→ **Text shown**
== == ==

Let's start again by creating a new SparkSession.

Note that we are working in a notebook environment, each notebook runs its own spark session...

In [None]:
%load_ext autotime

In [None]:
import os
import qcutils
from pyspark.sql import SparkSession
import boto3
import io

from pyspark.sql.functions import *
from pyspark.sql.types import *

baseUri = "s3a://quantia-master/training/"

os.environ['PYSPARK_SUBMIT_ARGS'] = '--packages com.amazonaws:aws-java-sdk:1.7.4,org.apache.hadoop:hadoop-aws:2.7.5 pyspark-shell'

spark = (SparkSession.builder 
    .master("local[*]")
    .appName("test")
    .getOrCreate()
        )
qcutils.init_spark_session(spark)

spark

## ![Spark Logo Tiny](https://www.quantiaconsulting.com/logos/logo_spark_tiny.png) Dataset and DataDrame Overview

Dataset and Dataframe are built on top of RDDs and represent an higher level abstraction.

A Dataset is an immutable distributed collection of data. It is available since Spark 1.6 and offers the benefits of RDDs (strong typing and lambda functions) with the benefits of Spark SQL’s optimized execution engine.

== == ==

→ **Given data**
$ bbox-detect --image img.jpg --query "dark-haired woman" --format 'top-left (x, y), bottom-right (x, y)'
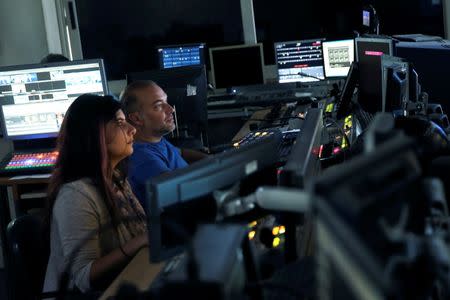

== == ==

→ **Required actions**
(1) In the Spark notebook text, since which version of Spark has the Dataset been available?
(2) List every module that the Spark notebook text brings in with a plain "import" statement, leaving out the lines that begin with "from".
Rely only on the Spark notebook text, not on the material.

→ **Completed exercise**
(1) Spark 1.6

(2) os, qcutils, boto3, io